— Problem —
All lines between the start of the listing below and the line containing "Query: red embroidery pattern", inclusive, must be repeated exactly.

— Provided data —
________

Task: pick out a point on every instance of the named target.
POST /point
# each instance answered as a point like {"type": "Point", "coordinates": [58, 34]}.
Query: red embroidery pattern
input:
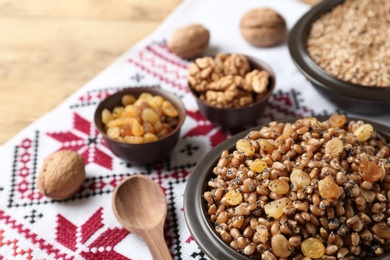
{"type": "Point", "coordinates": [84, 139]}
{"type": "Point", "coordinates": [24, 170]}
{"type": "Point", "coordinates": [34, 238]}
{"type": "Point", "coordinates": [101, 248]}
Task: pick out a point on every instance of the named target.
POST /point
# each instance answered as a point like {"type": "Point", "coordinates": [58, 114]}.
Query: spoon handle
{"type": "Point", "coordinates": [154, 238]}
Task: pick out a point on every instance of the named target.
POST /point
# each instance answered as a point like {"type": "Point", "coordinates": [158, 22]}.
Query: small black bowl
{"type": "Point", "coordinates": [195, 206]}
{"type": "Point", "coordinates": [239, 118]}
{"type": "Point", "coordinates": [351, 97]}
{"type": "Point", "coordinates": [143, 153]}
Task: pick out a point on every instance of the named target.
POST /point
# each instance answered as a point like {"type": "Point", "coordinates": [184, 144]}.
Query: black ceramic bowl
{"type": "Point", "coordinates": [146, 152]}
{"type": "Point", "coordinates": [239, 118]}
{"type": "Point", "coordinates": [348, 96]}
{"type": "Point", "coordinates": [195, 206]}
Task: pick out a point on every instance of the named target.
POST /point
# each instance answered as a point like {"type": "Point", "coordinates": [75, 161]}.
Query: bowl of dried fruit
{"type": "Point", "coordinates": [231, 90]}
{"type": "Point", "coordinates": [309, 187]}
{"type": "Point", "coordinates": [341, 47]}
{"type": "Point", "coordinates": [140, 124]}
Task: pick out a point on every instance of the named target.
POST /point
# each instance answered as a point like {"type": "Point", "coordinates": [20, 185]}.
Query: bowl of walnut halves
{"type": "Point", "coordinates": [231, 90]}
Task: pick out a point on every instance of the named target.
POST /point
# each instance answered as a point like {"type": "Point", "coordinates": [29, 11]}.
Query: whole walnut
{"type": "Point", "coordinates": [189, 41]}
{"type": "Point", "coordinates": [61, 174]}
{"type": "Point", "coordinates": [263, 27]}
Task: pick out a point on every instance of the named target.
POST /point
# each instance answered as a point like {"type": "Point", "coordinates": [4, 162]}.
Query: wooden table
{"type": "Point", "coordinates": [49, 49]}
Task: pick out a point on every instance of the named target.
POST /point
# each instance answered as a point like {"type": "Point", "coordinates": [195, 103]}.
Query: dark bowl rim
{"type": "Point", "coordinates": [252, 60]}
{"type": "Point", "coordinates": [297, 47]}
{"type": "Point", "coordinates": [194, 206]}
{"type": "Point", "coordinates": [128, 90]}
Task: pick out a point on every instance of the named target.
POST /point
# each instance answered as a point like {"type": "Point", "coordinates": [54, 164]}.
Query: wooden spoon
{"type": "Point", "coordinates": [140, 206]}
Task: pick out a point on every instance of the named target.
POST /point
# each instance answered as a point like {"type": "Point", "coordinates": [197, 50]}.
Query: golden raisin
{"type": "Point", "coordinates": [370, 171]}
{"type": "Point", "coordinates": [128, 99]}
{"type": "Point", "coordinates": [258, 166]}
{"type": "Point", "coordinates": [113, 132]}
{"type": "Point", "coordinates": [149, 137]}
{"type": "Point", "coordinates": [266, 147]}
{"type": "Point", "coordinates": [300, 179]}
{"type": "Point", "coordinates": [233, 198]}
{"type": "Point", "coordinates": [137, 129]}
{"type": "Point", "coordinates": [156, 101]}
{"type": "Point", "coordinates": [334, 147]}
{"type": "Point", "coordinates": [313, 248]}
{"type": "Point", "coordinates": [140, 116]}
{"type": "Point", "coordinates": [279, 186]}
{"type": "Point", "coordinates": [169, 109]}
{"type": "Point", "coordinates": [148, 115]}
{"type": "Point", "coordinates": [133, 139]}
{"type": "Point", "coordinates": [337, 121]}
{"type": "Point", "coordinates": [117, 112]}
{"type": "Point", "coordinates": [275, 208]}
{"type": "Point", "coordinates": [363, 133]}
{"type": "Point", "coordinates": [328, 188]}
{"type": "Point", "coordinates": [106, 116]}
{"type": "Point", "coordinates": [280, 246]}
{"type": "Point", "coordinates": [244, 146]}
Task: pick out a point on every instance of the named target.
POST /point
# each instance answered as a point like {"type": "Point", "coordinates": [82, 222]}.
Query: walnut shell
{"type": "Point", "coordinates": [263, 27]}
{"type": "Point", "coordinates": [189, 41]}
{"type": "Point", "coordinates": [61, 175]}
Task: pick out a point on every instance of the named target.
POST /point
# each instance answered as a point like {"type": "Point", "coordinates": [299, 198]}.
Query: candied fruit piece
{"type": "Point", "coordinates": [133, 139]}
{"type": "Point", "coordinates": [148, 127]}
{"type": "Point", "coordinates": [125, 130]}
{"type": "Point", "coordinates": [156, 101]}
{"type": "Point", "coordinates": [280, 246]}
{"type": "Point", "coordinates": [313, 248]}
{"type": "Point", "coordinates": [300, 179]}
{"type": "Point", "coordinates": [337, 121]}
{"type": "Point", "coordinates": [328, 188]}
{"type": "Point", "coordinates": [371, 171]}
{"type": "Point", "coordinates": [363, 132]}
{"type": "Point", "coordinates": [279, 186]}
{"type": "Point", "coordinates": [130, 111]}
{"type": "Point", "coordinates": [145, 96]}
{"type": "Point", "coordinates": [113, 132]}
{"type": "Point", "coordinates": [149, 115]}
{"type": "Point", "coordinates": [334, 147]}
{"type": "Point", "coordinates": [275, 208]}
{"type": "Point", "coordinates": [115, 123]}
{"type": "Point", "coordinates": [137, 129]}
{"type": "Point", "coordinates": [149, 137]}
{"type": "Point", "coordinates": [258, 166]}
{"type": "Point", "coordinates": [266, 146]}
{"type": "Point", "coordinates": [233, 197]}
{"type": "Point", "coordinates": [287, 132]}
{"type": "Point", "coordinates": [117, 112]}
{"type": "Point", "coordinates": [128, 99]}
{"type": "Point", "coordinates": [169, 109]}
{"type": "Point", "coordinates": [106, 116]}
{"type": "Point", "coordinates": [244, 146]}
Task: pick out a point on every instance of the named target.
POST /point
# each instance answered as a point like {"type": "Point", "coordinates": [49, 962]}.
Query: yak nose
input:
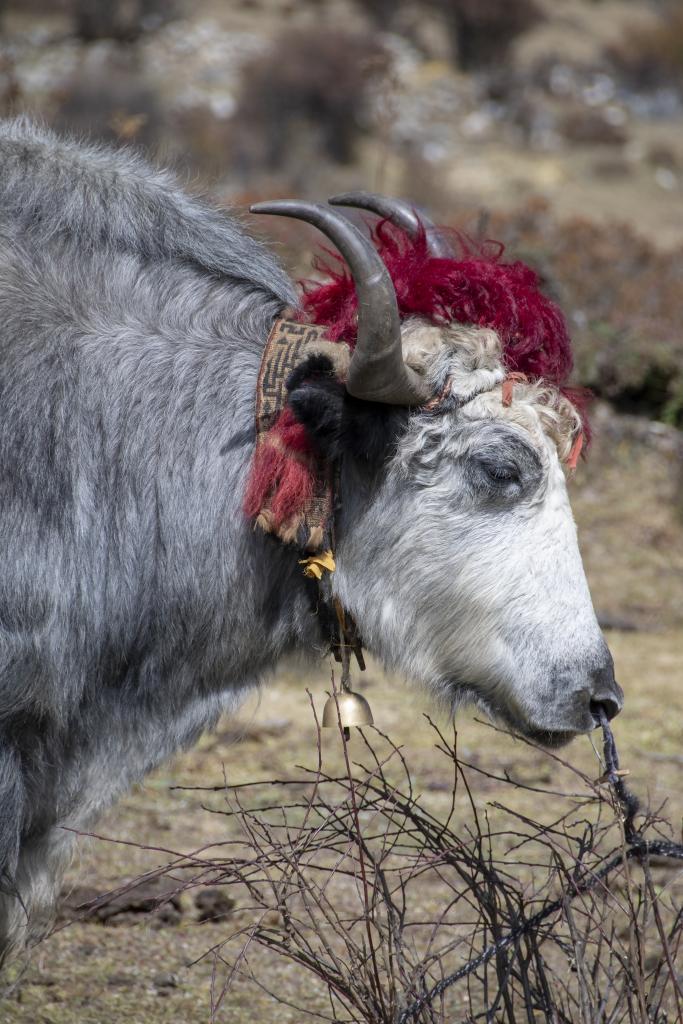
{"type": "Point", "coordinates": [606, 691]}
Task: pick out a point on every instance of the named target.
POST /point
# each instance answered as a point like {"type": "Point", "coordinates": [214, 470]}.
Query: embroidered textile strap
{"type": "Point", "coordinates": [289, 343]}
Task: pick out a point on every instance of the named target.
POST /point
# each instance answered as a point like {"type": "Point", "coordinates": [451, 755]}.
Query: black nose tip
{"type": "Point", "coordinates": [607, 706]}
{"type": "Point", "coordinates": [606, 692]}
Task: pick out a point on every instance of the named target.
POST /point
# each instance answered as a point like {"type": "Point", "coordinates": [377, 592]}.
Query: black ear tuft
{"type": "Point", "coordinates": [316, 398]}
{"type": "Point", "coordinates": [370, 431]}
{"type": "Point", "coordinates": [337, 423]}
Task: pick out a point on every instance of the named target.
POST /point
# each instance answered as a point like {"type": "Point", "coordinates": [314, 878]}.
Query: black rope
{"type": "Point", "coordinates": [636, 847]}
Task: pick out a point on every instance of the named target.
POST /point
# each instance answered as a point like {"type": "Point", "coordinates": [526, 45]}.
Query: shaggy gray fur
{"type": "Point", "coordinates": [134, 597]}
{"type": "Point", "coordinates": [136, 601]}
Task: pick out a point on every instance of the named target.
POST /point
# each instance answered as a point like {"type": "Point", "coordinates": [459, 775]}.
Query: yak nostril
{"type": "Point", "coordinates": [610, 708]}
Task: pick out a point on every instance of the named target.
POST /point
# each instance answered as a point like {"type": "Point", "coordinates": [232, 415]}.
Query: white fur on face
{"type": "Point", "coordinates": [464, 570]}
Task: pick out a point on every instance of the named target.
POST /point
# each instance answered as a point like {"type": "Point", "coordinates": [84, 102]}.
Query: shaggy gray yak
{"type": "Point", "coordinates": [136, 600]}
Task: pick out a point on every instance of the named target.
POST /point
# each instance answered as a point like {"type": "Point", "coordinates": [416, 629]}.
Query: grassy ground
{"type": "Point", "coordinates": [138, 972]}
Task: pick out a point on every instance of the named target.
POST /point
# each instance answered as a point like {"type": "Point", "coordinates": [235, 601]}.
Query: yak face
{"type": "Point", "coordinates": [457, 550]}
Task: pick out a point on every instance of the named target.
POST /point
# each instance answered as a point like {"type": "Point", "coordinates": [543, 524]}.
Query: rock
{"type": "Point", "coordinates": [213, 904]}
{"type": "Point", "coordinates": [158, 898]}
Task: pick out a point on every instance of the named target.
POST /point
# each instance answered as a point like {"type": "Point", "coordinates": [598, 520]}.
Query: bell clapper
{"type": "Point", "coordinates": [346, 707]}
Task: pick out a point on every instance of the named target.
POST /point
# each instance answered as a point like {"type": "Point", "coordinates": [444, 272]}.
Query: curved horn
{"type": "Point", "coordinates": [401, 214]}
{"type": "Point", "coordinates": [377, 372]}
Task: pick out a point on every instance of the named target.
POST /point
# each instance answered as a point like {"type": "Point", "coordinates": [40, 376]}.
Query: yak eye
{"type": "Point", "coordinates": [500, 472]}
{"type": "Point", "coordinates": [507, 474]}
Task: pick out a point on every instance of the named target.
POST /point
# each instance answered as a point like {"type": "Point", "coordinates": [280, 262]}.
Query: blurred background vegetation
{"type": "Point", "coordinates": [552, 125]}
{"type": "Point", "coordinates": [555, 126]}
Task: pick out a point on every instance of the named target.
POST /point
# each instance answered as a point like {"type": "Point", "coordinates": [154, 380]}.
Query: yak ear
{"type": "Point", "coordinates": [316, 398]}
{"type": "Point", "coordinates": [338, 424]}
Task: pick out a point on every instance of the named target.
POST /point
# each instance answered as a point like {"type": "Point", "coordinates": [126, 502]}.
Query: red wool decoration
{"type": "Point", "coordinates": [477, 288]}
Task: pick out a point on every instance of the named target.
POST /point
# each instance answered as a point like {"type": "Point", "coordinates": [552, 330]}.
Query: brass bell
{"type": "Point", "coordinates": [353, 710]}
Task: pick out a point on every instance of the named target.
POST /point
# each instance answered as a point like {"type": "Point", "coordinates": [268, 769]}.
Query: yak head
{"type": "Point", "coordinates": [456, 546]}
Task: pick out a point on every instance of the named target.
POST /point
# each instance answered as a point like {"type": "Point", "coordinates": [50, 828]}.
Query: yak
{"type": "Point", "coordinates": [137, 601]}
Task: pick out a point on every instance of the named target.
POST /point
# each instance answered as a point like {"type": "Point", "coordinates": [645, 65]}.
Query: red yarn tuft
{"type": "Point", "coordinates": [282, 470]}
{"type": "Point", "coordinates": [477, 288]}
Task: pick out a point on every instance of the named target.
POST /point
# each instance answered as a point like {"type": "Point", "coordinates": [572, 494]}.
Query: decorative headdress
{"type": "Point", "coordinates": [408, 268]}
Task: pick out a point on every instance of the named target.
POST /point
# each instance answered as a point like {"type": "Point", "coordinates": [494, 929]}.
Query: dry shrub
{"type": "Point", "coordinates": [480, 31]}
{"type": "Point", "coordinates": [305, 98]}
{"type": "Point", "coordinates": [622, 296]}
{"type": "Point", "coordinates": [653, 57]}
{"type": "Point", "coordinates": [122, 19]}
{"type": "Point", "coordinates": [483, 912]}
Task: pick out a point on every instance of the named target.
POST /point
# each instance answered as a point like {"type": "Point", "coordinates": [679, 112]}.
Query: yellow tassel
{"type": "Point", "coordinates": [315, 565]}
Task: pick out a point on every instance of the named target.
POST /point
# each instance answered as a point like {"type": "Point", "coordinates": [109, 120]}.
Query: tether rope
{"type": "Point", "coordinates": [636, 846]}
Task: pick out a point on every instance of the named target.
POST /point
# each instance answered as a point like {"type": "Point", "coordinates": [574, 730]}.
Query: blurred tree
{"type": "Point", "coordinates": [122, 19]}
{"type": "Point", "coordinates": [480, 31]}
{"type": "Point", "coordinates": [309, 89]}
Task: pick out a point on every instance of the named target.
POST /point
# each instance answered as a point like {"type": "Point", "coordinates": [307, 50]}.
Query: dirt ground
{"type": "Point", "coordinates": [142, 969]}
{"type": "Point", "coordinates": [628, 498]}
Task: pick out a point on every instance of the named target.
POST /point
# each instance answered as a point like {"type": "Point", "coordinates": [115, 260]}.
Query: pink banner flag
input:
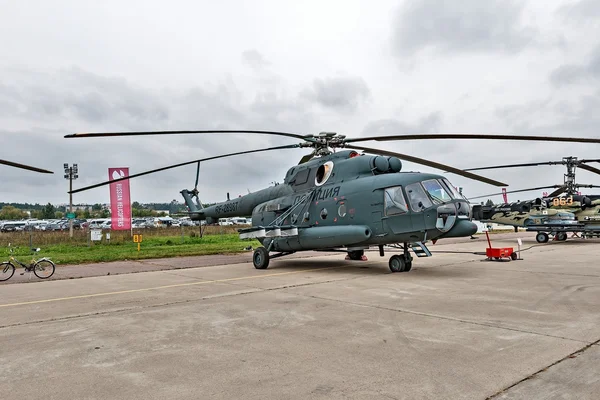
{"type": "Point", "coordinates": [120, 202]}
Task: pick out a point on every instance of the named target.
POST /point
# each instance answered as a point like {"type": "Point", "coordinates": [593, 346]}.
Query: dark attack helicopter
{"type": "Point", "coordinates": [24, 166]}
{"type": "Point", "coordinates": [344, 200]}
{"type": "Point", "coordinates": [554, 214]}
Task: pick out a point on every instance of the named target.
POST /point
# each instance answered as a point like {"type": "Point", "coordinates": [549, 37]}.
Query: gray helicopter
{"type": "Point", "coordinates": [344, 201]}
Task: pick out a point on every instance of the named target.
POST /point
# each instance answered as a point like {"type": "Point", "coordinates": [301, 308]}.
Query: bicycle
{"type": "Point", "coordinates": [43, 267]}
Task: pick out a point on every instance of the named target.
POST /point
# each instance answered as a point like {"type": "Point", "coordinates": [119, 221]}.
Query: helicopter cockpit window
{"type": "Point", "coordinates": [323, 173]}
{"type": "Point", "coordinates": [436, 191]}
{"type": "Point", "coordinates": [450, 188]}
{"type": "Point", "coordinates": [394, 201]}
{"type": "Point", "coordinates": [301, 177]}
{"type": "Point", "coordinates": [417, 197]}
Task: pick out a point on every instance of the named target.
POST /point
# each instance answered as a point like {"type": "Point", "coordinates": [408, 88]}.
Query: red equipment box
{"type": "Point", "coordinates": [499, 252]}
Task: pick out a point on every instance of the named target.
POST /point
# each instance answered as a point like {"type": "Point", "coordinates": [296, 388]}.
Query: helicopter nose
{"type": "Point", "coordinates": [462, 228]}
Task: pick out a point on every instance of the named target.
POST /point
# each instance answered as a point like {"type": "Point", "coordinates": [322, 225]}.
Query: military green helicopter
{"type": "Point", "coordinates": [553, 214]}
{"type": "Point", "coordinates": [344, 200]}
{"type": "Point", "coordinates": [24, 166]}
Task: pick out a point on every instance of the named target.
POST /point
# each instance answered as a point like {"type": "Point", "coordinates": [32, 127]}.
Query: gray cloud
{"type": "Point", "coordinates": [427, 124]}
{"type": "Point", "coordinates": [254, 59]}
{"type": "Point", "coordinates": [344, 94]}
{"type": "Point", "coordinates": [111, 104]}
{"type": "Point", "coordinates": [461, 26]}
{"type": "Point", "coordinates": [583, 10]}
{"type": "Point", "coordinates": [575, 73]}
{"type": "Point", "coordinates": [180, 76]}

________

— Task output —
Task: pick out a point on every instance of the named target.
POST /point
# each instance answered as a point like {"type": "Point", "coordinates": [58, 34]}.
Query: red embroidery pattern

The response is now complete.